Skip to content

v0.16.0

Compare
Choose a tag to compare
@OnlyDeniko OnlyDeniko released this 20 Mar 10:01
  • It was introduced the support of the dateframes from the polars package. This is available in the following modules: data (Dataset, SequenceTokenizer, SequentialDataset) for working with transformers, metrics, preprocessing and splitters. The new format allows to achieve multiple acceleration of calculations relative to the Pandas and PySpark dataframes. You can see more details about usage in the examples.
  • Removed dependencies on seaborn and matplotlib. Removed functions replay.utils.distributions.plot_item_dist and replay.utils.distributions.plot_user_dist.
  • Added functions to get and set embeddings in transformers - get_all_embeddings, set_item_embeddings_by_size, set_item_embeddings_by_tensor, append_item_embeddings. You can see more details about their use in the examples.
  • Added a QueryEmbeddingsPredictionCallback to get query embeddings at the inference stage in transformers. You can see more details about usage in the examples.
  • Added support for numerical features in SequenceTokenizer and TorchSequentialDataset. It becomes possible to use numerical features inside transformers.
  • Auto padding for inference stage of transformer-based models in a single-user mode is supported.
  • Added a new KL UСB model based on https://arxiv.org/pdf/1102.2490.pdf.
  • Added a callback to calculate cardinality in TensorSchema. Now it is not necessary to pass the cardinality parameter, the value will be calculated automatically.
  • Added the core_count parameter to replay.utils.session_handler.get_spark_session. If nothing is specified, the env variables REPLAY_SPARK_CORE_COUNT and REPLAY_SPARK_MEMORY are taken into account. If they are not specified, the value is set to -1.

### Problems:
1 > Answer these questions using the v0.16.0 release notes:
(a) Which two packages did the release drop as dependencies?
(b) What value is used when neither core_count nor the two environment variables are specified?
(c) What does the new callback added to TensorSchema calculate?
2 > Summarize the v0.16.0 release notes in two sentences.

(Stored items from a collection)
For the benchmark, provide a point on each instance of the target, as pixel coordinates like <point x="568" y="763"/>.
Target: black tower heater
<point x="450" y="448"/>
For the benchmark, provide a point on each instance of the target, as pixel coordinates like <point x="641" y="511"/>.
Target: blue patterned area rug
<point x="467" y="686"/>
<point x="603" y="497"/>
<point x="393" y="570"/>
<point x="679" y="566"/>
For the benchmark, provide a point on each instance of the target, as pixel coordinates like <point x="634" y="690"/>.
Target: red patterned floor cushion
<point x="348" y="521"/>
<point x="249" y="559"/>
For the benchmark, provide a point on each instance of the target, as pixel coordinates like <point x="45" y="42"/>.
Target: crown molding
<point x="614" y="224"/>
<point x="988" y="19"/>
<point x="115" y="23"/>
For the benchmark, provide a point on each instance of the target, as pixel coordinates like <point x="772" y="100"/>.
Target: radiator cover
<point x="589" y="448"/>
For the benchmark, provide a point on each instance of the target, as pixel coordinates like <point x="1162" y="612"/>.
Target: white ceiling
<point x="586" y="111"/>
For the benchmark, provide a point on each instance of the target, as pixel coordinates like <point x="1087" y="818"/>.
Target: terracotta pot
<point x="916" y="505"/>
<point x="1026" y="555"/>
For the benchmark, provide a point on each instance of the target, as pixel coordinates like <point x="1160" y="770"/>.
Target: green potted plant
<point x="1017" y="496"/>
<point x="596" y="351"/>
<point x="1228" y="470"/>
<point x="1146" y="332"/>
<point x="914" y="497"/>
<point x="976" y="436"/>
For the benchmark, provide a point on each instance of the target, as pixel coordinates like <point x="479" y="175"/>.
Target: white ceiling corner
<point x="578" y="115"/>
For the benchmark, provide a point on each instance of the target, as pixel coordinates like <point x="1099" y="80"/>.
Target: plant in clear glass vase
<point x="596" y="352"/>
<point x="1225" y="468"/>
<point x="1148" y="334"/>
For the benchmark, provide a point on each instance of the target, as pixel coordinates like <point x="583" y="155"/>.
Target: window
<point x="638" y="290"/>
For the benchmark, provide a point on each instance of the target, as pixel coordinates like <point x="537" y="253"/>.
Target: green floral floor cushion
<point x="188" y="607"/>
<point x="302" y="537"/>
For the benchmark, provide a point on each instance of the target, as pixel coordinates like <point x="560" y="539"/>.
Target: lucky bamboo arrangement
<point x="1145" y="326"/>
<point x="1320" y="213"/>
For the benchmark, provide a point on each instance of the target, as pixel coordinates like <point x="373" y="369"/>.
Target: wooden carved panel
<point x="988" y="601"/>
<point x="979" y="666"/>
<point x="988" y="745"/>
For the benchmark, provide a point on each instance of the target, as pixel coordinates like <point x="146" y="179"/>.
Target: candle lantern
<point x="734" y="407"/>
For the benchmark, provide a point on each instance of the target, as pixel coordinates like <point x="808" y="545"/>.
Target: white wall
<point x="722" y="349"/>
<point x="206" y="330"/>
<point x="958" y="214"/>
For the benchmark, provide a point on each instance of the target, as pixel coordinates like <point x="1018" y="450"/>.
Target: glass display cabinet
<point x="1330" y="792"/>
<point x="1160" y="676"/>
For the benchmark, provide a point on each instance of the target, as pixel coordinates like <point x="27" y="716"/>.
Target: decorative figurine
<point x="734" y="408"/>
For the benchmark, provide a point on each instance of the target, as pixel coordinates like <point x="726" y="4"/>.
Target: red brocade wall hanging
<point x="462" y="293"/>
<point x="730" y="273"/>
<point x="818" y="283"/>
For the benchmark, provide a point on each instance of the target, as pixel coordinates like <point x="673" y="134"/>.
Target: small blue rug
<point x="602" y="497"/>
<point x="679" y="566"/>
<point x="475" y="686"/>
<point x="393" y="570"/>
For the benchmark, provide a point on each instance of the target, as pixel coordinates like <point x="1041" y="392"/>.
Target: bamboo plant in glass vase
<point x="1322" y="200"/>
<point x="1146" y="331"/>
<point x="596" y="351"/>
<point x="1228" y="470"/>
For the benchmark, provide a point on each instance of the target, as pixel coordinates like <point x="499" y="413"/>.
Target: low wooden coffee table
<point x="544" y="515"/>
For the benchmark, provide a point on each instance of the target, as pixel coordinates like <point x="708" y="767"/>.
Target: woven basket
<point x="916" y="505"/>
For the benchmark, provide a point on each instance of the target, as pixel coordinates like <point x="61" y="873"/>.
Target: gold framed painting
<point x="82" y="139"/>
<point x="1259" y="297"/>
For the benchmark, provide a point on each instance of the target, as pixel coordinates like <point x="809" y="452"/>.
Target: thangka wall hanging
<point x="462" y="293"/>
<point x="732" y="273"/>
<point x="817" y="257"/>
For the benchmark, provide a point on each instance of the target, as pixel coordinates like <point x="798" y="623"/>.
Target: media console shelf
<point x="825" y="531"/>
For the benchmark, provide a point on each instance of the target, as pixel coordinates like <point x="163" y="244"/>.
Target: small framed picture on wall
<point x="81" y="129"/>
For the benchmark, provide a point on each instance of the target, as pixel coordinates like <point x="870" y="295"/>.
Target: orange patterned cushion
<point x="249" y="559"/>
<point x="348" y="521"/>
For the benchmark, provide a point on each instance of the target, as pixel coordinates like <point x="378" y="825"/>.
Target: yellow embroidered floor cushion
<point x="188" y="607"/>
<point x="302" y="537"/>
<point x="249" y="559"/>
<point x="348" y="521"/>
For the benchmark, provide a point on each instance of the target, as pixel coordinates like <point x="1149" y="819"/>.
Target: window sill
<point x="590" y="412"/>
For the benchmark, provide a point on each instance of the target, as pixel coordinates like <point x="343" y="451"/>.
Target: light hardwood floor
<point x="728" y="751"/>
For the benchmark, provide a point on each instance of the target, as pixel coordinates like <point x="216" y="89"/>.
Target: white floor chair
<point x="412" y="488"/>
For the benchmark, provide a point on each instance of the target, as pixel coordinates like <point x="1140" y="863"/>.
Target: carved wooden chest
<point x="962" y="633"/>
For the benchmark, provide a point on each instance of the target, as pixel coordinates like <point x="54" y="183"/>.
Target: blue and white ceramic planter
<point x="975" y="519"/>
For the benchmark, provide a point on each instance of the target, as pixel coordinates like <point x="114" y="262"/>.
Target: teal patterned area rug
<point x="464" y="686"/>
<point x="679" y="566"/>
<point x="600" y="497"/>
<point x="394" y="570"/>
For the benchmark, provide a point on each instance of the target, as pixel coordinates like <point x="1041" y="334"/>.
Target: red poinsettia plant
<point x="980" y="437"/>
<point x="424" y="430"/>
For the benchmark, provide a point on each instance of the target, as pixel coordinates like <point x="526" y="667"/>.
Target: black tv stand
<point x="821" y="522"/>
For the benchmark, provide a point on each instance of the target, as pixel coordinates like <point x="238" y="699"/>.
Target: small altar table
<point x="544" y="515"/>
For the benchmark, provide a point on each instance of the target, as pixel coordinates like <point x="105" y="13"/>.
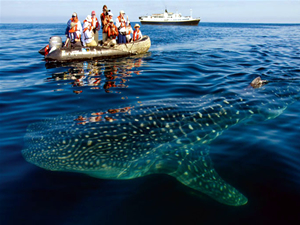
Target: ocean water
<point x="261" y="159"/>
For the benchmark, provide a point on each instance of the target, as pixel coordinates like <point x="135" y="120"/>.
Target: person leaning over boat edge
<point x="112" y="33"/>
<point x="95" y="26"/>
<point x="88" y="34"/>
<point x="137" y="34"/>
<point x="121" y="25"/>
<point x="73" y="30"/>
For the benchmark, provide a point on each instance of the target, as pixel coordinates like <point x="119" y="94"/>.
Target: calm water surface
<point x="262" y="160"/>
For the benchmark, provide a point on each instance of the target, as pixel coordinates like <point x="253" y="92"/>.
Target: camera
<point x="107" y="11"/>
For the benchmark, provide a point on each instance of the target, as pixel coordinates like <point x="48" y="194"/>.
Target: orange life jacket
<point x="135" y="35"/>
<point x="112" y="31"/>
<point x="47" y="50"/>
<point x="95" y="22"/>
<point x="73" y="29"/>
<point x="87" y="28"/>
<point x="122" y="23"/>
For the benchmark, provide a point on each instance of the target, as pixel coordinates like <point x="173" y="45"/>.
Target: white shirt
<point x="118" y="23"/>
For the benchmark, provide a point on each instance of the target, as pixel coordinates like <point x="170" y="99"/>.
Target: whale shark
<point x="169" y="136"/>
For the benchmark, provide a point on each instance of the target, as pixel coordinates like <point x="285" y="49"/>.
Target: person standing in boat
<point x="88" y="34"/>
<point x="73" y="30"/>
<point x="95" y="26"/>
<point x="137" y="34"/>
<point x="129" y="31"/>
<point x="121" y="25"/>
<point x="112" y="33"/>
<point x="104" y="17"/>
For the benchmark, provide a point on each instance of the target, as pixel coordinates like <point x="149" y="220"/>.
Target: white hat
<point x="89" y="18"/>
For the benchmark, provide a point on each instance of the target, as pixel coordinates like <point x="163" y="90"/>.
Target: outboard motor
<point x="55" y="42"/>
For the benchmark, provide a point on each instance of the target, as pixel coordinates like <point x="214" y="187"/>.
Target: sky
<point x="236" y="11"/>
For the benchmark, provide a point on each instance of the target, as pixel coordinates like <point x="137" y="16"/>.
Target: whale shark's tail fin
<point x="195" y="170"/>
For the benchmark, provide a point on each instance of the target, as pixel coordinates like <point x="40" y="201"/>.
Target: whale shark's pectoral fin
<point x="196" y="171"/>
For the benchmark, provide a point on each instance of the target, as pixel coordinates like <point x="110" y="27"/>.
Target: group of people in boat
<point x="87" y="34"/>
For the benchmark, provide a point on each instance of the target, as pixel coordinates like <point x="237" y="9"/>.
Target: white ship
<point x="167" y="18"/>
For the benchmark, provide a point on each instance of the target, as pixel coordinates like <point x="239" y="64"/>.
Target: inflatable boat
<point x="59" y="53"/>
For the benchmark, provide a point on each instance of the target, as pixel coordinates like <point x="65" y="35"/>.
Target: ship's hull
<point x="165" y="22"/>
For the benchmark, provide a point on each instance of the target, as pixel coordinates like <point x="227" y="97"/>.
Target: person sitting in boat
<point x="112" y="33"/>
<point x="121" y="25"/>
<point x="73" y="30"/>
<point x="129" y="31"/>
<point x="137" y="34"/>
<point x="88" y="34"/>
<point x="95" y="26"/>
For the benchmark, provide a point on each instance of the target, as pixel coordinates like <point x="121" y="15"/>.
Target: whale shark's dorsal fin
<point x="258" y="82"/>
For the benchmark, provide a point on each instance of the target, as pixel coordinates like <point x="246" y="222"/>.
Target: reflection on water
<point x="103" y="116"/>
<point x="111" y="76"/>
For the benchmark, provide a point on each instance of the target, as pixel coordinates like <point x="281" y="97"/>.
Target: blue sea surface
<point x="262" y="160"/>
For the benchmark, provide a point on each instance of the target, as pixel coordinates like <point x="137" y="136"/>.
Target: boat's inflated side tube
<point x="55" y="41"/>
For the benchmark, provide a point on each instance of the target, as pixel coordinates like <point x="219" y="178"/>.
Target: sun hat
<point x="88" y="18"/>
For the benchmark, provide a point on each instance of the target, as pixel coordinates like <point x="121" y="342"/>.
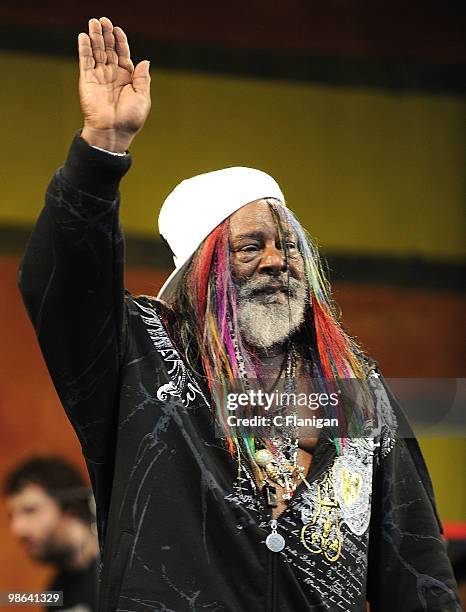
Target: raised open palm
<point x="114" y="95"/>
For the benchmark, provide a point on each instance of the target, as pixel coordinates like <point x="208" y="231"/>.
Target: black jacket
<point x="175" y="533"/>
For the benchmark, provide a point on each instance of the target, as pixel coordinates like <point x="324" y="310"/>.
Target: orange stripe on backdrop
<point x="410" y="333"/>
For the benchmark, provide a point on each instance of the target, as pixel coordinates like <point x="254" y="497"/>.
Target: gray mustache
<point x="258" y="286"/>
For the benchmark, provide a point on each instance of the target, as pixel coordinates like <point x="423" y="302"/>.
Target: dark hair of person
<point x="59" y="479"/>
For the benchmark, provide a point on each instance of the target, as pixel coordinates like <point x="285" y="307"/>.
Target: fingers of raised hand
<point x="109" y="40"/>
<point x="122" y="49"/>
<point x="97" y="41"/>
<point x="86" y="57"/>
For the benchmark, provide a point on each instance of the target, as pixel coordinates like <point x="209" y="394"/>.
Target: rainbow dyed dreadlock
<point x="209" y="329"/>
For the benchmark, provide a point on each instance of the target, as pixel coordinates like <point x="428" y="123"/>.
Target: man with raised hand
<point x="194" y="512"/>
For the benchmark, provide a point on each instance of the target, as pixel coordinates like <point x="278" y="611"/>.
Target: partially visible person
<point x="50" y="511"/>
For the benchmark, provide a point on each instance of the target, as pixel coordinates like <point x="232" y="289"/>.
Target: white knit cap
<point x="198" y="204"/>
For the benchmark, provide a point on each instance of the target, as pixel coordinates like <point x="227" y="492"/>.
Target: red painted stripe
<point x="455" y="531"/>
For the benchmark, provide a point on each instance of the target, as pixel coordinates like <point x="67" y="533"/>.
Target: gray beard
<point x="266" y="323"/>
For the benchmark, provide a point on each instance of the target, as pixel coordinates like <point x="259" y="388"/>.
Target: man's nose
<point x="273" y="260"/>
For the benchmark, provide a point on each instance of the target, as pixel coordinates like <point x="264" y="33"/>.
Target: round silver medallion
<point x="275" y="542"/>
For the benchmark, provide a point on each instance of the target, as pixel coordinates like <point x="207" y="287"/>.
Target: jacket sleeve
<point x="71" y="280"/>
<point x="409" y="570"/>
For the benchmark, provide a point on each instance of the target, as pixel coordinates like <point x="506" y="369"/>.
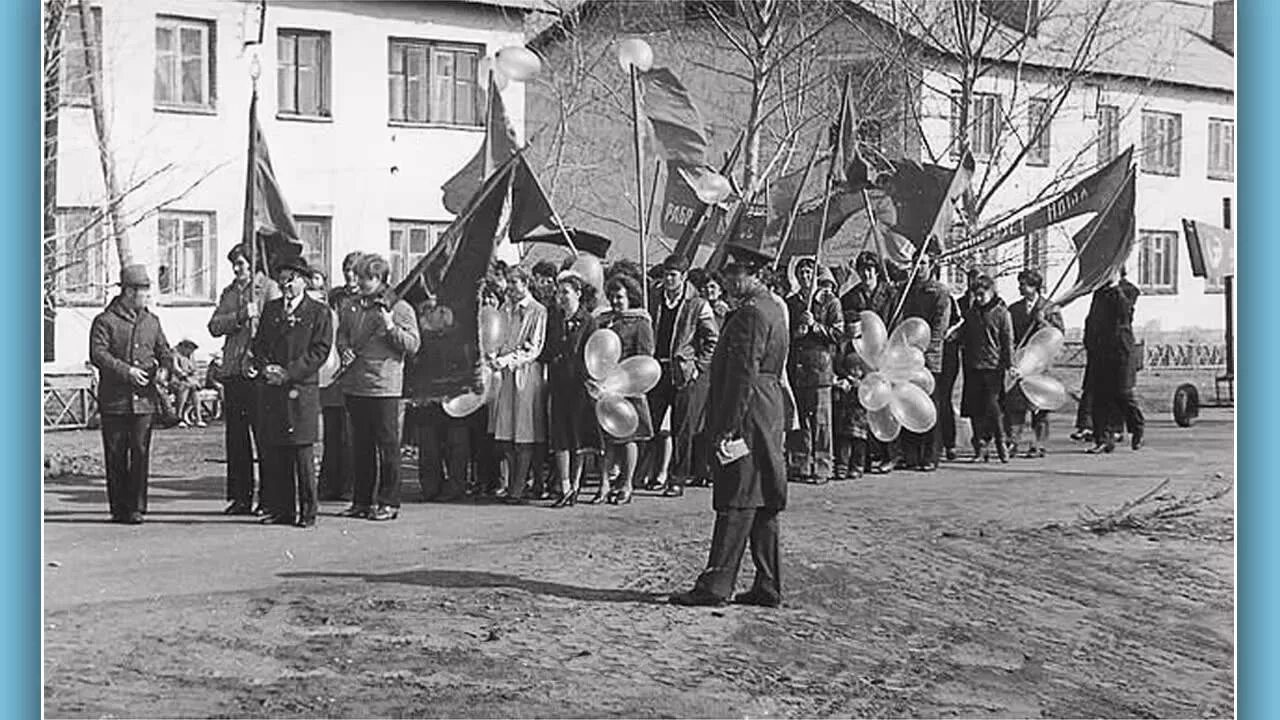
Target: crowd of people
<point x="301" y="367"/>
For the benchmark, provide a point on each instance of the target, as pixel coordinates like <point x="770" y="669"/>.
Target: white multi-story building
<point x="368" y="108"/>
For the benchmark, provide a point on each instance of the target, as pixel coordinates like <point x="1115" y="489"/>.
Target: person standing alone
<point x="128" y="347"/>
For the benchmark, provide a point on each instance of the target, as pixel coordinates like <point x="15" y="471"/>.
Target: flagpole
<point x="640" y="214"/>
<point x="795" y="205"/>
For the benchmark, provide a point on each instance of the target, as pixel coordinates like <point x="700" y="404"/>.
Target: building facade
<point x="368" y="108"/>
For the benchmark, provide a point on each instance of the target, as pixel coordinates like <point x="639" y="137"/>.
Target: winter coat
<point x="300" y="342"/>
<point x="748" y="401"/>
<point x="231" y="320"/>
<point x="119" y="340"/>
<point x="810" y="359"/>
<point x="378" y="369"/>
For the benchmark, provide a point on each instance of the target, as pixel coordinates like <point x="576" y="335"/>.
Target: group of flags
<point x="896" y="208"/>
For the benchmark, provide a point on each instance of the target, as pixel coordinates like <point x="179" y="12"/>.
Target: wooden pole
<point x="640" y="213"/>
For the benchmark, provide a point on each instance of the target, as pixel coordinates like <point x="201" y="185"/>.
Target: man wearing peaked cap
<point x="745" y="422"/>
<point x="128" y="347"/>
<point x="291" y="345"/>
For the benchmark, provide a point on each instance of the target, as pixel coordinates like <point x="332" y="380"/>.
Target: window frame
<point x="1169" y="258"/>
<point x="325" y="255"/>
<point x="209" y="64"/>
<point x="1220" y="173"/>
<point x="96" y="258"/>
<point x="325" y="74"/>
<point x="402" y="259"/>
<point x="974" y="135"/>
<point x="208" y="268"/>
<point x="72" y="26"/>
<point x="1040" y="146"/>
<point x="430" y="49"/>
<point x="1109" y="132"/>
<point x="1153" y="149"/>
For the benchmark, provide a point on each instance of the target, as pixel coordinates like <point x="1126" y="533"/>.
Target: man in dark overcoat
<point x="128" y="347"/>
<point x="1112" y="358"/>
<point x="746" y="402"/>
<point x="292" y="342"/>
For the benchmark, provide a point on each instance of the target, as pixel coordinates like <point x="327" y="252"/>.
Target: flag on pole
<point x="499" y="144"/>
<point x="1104" y="244"/>
<point x="268" y="219"/>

### Set of answers:
1 >
(a) seaborn and matplotlib
(b) -1
(c) Cardinality

2 > Version 0.16.0 adds support for polars dataframes in the data, metrics, preprocessing and splitters modules. It also brings new transformer features (functions to get and set embeddings, a callback for query embeddings at inference, numerical feature support and auto padding in single-user mode), drops the seaborn and matplotlib dependencies, adds a new model based on an arXiv paper and an automatic cardinality callback in TensorSchema, and gives get_spark_session a core_count parameter.